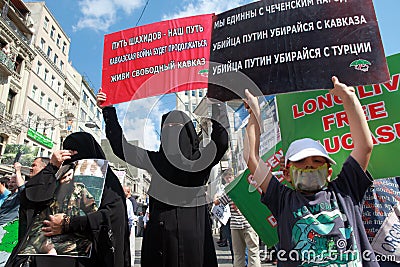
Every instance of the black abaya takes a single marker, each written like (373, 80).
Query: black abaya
(178, 233)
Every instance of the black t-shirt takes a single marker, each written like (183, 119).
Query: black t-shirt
(324, 228)
(9, 209)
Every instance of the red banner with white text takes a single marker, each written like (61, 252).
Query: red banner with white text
(159, 58)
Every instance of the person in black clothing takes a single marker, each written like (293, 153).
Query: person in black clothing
(107, 227)
(178, 233)
(129, 196)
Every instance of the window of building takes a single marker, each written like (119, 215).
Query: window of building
(49, 50)
(48, 104)
(38, 68)
(33, 93)
(58, 41)
(55, 60)
(53, 82)
(30, 119)
(59, 87)
(52, 32)
(10, 101)
(41, 98)
(91, 106)
(42, 44)
(64, 48)
(85, 98)
(46, 23)
(46, 73)
(55, 110)
(83, 115)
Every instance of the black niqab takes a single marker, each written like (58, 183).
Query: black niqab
(180, 125)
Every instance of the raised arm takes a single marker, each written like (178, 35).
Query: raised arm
(20, 180)
(259, 169)
(219, 134)
(129, 153)
(359, 129)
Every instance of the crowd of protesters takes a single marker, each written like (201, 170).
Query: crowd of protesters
(319, 216)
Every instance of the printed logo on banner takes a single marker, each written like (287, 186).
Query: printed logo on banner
(272, 221)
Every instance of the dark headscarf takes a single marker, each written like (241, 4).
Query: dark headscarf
(86, 146)
(177, 128)
(113, 194)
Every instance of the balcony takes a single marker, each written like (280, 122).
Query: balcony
(6, 64)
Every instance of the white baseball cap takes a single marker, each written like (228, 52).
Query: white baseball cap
(306, 147)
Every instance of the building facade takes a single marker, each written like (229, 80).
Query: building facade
(45, 87)
(16, 57)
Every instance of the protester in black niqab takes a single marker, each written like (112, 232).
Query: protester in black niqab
(107, 228)
(178, 233)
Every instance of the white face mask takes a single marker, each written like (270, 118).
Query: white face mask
(309, 180)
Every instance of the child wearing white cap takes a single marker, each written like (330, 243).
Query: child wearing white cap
(319, 222)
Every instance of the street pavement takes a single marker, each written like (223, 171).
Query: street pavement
(223, 254)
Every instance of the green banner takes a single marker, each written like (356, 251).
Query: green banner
(247, 199)
(319, 115)
(8, 240)
(40, 138)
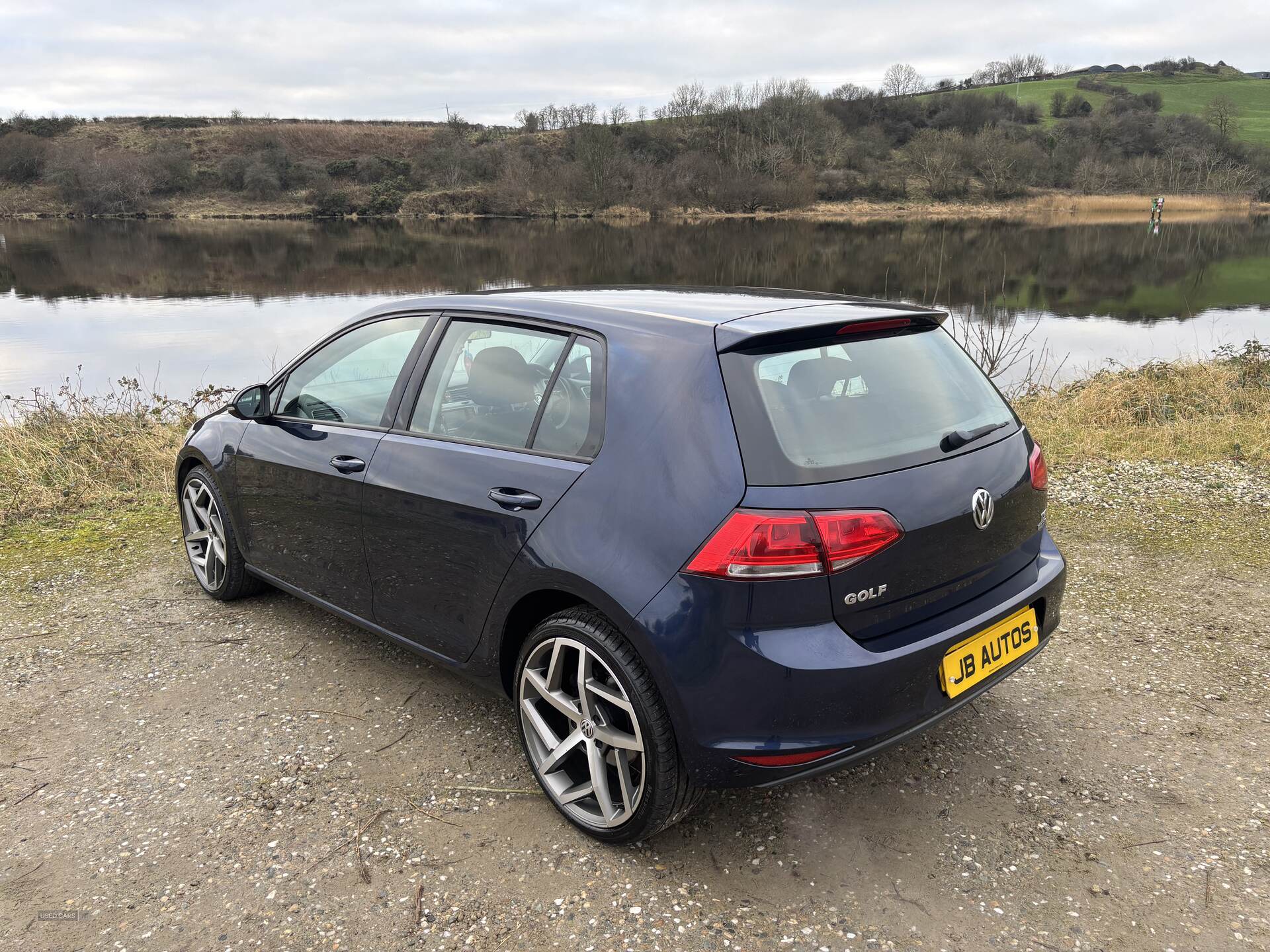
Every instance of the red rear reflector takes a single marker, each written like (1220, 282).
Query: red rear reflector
(759, 543)
(1038, 469)
(868, 327)
(786, 760)
(850, 537)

────

=== Prompt ===
Rewrite all the items above with "single marker" swapped for "single point" throughout, leaving every other word unchanged. Omit the picture lines.

=== Full solution ===
Every instance of the black abaya takes a single point, each written like (373, 80).
Query: black abaya
(178, 233)
Every instance of the black t-shirt takes a single point, each written like (183, 119).
Query: black t-shirt
(324, 228)
(9, 209)
Every instance of the red banner with white text takes a single point, each written like (61, 252).
Query: red banner with white text
(159, 58)
Every instance of the person in black clothing takes a single point, each written like (293, 153).
Query: person in black clothing
(107, 227)
(178, 233)
(129, 196)
Every instance of the window of building takes a single point, each written like (119, 215).
Query: window of building
(49, 50)
(48, 104)
(38, 68)
(33, 93)
(58, 41)
(55, 60)
(53, 82)
(30, 119)
(59, 87)
(52, 32)
(10, 101)
(41, 98)
(91, 106)
(42, 44)
(64, 48)
(85, 98)
(46, 23)
(46, 73)
(55, 110)
(83, 115)
Every instance of the black niqab takes a single point, each written like (58, 183).
Query: black niqab
(180, 125)
Every instance of the raised arm takes a single point, each written like (178, 35).
Query: raised arm
(20, 180)
(259, 169)
(219, 134)
(129, 153)
(359, 129)
Every instance of the crowd of protesters takes a single point, each written like (201, 170).
Query: crowd of protesters
(319, 216)
Every instance of the printed logo on banner takes a single point, each written like (287, 186).
Query: printed logo on banner
(272, 221)
Every instance of the dark headscarf takes a single point, each written like (241, 4).
Query: dark headscarf
(86, 146)
(177, 128)
(113, 194)
Every instance of the balcony takes a single point, each written like (280, 122).
Query: balcony
(6, 64)
Every instance of the white baseball cap takes a single point, each written like (228, 52).
Query: white baseball cap
(306, 147)
Every instance of the building facade takes a single point, each written like (229, 80).
Query: building facade
(45, 87)
(16, 57)
Every instance of the protester in black niqab takes a single point, each written like (112, 232).
Query: protester in black niqab
(107, 228)
(178, 233)
Every instance of the white face mask takes a single point, each written like (270, 118).
Query: white face mask
(309, 180)
Every instance of the child wearing white cap takes a single point, each written like (330, 243).
Query: child wearing white cap
(319, 222)
Every instance of the street pavement takes a single point, each written like (223, 171).
Query: street pavement
(223, 254)
Every instance of the green banner takes a single point, each written like (356, 251).
Query: green banner
(247, 199)
(319, 115)
(8, 240)
(40, 138)
Every instance of the red rear reflector takes a single point, each written like (1220, 282).
Query: red rear reflector
(759, 543)
(1038, 469)
(868, 327)
(786, 760)
(850, 537)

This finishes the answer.